— Stated problem —
Please show every row below that contains the word "face", copying each one in full.

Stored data
_ _ _ _ _
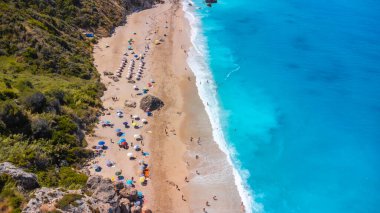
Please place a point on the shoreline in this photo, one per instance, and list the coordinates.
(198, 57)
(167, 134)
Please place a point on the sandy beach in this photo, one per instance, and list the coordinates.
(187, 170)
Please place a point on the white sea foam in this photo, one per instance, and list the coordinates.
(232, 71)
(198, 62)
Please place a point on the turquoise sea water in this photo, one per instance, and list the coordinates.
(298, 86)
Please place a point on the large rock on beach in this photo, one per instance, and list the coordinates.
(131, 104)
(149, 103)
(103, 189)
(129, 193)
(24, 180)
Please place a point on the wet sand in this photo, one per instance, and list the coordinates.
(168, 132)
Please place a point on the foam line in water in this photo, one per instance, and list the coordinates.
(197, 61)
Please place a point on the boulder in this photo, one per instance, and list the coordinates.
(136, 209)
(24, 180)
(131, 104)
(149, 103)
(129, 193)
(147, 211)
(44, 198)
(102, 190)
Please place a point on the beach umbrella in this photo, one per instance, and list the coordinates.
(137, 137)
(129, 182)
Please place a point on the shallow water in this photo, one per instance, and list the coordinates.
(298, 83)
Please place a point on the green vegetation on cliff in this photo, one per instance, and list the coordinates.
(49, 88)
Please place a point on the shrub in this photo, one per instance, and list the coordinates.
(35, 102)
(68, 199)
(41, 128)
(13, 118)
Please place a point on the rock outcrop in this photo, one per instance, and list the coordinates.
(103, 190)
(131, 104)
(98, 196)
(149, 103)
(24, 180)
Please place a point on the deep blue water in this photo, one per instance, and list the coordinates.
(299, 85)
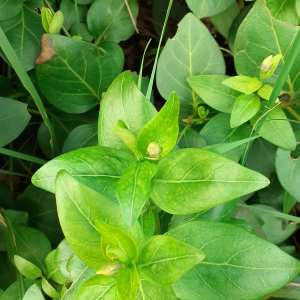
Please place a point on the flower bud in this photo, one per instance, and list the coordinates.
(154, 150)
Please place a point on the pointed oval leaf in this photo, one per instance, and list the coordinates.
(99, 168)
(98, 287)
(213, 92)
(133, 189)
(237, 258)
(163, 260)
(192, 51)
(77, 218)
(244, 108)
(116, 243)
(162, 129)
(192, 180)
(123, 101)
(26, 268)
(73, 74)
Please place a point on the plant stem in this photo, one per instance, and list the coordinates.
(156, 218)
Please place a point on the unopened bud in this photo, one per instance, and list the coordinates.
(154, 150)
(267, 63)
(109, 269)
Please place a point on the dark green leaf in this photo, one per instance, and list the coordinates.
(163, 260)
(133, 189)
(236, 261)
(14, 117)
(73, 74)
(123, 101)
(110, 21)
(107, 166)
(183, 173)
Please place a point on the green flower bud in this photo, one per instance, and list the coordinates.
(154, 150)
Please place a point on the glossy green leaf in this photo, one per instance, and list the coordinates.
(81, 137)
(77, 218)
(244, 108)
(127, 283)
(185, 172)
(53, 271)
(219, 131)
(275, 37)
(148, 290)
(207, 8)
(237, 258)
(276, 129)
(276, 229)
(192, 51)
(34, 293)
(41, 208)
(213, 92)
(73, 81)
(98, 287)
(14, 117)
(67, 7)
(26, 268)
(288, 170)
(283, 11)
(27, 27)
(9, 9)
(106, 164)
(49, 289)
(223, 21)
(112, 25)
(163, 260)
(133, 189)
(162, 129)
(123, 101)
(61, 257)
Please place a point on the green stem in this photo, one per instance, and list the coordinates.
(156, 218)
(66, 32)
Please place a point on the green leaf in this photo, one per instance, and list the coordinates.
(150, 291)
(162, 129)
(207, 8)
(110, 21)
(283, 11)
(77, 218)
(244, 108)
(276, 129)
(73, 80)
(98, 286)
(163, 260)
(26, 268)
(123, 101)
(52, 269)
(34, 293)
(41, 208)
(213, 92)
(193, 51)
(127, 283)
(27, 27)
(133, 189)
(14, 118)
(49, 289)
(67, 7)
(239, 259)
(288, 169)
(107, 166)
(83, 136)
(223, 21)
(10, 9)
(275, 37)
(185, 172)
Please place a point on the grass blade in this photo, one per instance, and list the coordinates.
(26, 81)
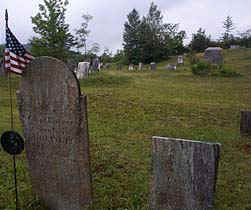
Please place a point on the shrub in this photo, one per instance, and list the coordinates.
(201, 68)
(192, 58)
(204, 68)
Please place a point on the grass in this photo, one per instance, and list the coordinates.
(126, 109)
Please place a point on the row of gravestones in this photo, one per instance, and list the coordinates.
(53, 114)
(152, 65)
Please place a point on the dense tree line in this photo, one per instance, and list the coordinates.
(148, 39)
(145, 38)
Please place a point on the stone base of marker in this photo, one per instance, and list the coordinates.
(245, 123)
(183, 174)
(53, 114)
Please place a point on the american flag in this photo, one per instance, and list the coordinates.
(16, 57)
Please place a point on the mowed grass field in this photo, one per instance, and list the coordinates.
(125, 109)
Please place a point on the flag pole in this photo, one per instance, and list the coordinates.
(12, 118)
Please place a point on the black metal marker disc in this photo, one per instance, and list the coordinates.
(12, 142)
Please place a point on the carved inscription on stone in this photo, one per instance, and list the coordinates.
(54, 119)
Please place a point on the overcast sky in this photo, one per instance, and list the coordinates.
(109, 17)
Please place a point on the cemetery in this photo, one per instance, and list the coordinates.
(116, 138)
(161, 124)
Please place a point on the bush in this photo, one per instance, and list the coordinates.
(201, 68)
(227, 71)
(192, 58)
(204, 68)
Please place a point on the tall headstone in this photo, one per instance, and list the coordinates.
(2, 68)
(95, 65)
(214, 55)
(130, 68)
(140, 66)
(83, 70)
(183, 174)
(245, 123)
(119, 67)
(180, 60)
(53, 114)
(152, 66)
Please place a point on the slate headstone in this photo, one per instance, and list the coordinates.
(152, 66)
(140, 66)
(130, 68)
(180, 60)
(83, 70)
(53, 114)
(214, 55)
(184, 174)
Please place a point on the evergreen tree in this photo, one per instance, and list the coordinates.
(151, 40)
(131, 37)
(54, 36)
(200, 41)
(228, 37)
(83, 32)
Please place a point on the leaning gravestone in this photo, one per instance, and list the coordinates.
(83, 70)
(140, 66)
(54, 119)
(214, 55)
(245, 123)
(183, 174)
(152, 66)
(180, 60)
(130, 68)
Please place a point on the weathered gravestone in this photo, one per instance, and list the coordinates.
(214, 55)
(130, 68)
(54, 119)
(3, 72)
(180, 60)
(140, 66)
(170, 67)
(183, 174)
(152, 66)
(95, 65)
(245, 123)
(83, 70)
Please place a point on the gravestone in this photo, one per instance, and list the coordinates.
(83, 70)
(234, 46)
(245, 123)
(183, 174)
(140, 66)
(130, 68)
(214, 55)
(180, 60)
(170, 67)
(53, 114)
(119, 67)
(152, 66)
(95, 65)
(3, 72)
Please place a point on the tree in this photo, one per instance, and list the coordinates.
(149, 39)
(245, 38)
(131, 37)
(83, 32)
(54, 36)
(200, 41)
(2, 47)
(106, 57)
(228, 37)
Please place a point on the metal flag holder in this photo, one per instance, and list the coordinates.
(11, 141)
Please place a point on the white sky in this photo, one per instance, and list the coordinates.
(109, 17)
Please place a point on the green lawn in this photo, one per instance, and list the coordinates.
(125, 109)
_ _ _ _ _
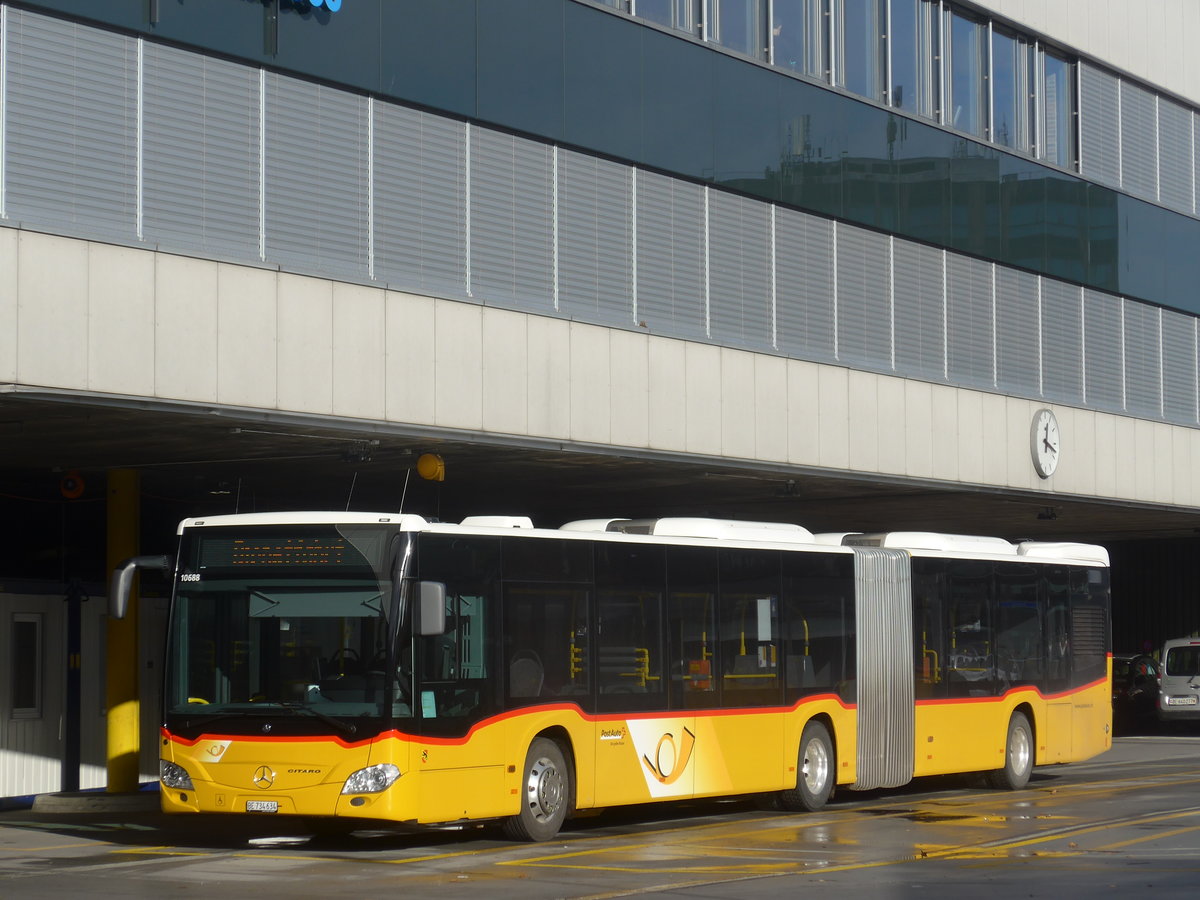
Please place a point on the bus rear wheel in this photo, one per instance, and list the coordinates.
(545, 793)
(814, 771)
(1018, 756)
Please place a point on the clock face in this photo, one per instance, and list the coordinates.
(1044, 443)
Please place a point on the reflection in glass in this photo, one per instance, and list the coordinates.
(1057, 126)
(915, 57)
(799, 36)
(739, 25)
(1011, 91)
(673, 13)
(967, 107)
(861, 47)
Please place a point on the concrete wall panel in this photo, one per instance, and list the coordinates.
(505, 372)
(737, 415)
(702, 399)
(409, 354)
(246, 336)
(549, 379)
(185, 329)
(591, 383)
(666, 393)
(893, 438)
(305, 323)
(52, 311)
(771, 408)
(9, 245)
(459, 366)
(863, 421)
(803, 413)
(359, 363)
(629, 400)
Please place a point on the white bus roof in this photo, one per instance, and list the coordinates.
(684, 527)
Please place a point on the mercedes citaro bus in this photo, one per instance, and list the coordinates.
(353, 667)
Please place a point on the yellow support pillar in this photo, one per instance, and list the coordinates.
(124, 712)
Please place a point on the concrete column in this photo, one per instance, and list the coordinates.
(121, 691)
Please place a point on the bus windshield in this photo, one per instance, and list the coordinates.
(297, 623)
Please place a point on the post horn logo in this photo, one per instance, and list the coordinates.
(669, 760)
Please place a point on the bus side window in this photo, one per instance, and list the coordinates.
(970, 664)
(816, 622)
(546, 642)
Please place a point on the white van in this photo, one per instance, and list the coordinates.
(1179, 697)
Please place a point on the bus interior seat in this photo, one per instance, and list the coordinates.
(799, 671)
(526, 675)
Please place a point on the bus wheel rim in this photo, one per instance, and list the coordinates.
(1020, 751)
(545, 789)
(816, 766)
_ _ _ _ _
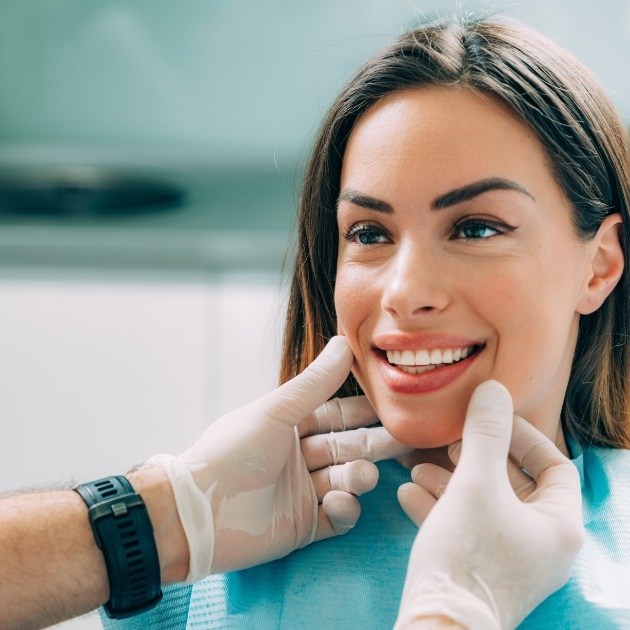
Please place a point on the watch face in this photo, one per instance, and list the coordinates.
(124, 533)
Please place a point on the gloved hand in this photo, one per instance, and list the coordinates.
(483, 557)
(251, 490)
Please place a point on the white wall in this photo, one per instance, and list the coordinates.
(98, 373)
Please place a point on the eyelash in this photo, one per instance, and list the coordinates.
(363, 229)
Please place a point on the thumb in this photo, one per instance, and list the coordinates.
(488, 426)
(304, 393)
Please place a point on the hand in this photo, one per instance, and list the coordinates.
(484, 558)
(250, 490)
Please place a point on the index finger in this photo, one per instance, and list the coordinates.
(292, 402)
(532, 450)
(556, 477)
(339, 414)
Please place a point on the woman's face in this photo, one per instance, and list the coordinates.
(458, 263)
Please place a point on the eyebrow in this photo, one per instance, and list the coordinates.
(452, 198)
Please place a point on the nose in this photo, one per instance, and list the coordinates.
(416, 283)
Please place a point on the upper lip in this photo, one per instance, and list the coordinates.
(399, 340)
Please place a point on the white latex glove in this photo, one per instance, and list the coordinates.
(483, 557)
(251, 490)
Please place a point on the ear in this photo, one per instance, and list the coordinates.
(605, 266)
_ _ _ _ _
— Exercise response —
Please place a point on the clock face in this photo, one per instance, and list the coordinates.
Please place a point on the watch face in this photo, one per instance, and list the coordinates.
Please place a point on the woman's face in this photo, one per instance, and list the coordinates.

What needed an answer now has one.